Page extract:

________________________

3. Scope of the NSET Equality Position Statement
This Equality Position Statement summarises the available evidence regarding equality and inequality in Scotland's economy, which has been used to inform the decisions we have taken in the NSET.
It includes evidence gathered as part of NSET's semi-formal public consultation and stakeholder engagement, and also takes into account available equality evidence in relation to the labour market, Scotland's economy and the impacts of COVID-19. This Position Statement should be read, understood and used together with the NSET Evidence Paper.
This Position Statement is not in itself an Equality Impact Assessment (EQIA). Rather, EQIAs will be progressed for the individual policies put in place to deliver NSET as they are developed by policy teams. This document, and the evidence included, sets a framework for conducting EQIAs in future, to ensure that equality and human rights considerations continue to shape the implementation of NSET programmes. The EQIAs that are to be developed will seek to build on the evidence in this Position Statement and the accompanying Evidence Paper, including through engagement with stakeholders and people with lived experience. It will also be essential to review and update EQIAs as policies are implemented and additional data are gathered, so that the potential impacts of policies and actions on people with protected characteristics – both positive and negative – can be fully explored and appropriate mitigating activity taken.
The COVID-19 pandemic has highlighted the importance of equality related data as a means of understanding disproportionate impacts on different groups in society and to inform the Scottish Government's response to those impacts. To address some of the known gaps in equality evidence, in April 2021 we launched the first phase of our Equality Data Improvement Programme (EDIP). The EDIP will be undertaken over 18 months, and it is anticipated it will lead to the publication of a revised equality evidence strategy and a second phase of the programme in late 2022. This work will help us identify gaps in equality evidence and improve our equality evidence base.

________________________

Required tasks:
1 - Answer these questions from the scope section:
(a) What document should the Position Statement be read, understood and used together with?
(b) What is the Position Statement stated not to be in itself?
(c) Over how many months will the Equality Data Improvement Programme be undertaken?
2 - Extract a passage from the scope section without changes. Begin at the words "3. Scope of" and stop after the words "NSET Evidence Paper.".

________________________

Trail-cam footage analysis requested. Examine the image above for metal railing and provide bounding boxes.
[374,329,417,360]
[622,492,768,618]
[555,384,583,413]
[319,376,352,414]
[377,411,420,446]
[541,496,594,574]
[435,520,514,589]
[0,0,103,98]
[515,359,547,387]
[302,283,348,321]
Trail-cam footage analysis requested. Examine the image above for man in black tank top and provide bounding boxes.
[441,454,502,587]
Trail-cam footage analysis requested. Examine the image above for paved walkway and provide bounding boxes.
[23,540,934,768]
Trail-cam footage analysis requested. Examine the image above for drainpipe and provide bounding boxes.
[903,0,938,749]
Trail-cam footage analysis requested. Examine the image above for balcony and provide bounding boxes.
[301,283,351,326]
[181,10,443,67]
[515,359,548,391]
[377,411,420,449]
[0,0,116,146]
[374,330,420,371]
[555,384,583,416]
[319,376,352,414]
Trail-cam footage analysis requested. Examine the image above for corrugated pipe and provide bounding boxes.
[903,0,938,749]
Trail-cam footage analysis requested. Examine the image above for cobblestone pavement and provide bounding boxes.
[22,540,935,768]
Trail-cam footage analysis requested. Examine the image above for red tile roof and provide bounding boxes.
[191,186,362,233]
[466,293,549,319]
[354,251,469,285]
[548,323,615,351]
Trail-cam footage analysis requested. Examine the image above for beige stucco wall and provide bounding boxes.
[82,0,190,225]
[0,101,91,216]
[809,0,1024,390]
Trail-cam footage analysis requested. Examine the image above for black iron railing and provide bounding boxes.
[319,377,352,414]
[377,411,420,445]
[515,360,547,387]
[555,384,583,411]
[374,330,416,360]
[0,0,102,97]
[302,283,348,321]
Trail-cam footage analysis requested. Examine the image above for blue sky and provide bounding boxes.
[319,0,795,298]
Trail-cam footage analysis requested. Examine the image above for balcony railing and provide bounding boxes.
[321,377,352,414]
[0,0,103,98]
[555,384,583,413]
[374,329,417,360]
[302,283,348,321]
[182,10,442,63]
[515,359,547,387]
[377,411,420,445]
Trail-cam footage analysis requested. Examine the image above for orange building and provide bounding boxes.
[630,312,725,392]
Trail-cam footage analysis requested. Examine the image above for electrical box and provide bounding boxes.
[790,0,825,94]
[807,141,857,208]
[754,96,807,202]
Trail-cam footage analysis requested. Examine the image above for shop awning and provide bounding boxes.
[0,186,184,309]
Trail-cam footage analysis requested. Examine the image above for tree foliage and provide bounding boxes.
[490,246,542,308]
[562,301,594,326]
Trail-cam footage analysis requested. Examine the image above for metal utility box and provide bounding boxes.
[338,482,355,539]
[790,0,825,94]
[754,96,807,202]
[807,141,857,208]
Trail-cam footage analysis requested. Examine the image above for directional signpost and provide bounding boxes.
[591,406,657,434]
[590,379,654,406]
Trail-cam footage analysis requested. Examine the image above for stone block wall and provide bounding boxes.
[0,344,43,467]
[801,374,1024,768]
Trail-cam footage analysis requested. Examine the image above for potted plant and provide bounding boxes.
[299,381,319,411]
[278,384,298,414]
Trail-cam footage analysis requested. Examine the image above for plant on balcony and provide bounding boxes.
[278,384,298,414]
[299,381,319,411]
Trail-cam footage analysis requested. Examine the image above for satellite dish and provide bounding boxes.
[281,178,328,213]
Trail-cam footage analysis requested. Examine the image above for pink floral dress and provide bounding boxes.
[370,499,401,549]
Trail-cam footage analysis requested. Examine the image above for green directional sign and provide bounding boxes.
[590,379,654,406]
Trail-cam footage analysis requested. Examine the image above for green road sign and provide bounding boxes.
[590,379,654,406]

________________________

Responses to the exercise:
1 -
(a) The NSET Evidence Paper.
(b) An Equality Impact Assessment (EQIA).
(c) 18 months.

2 -
3. Scope of the NSET Equality Position Statement
This Equality Position Statement summarises the available evidence regarding equality and inequality in Scotland's economy, which has been used to inform the decisions we have taken in the NSET.
It includes evidence gathered as part of NSET's semi-formal public consultation and stakeholder engagement, and also takes into account available equality evidence in relation to the labour market, Scotland's economy and the impacts of COVID-19. This Position Statement should be read, understood and used together with the NSET Evidence Paper.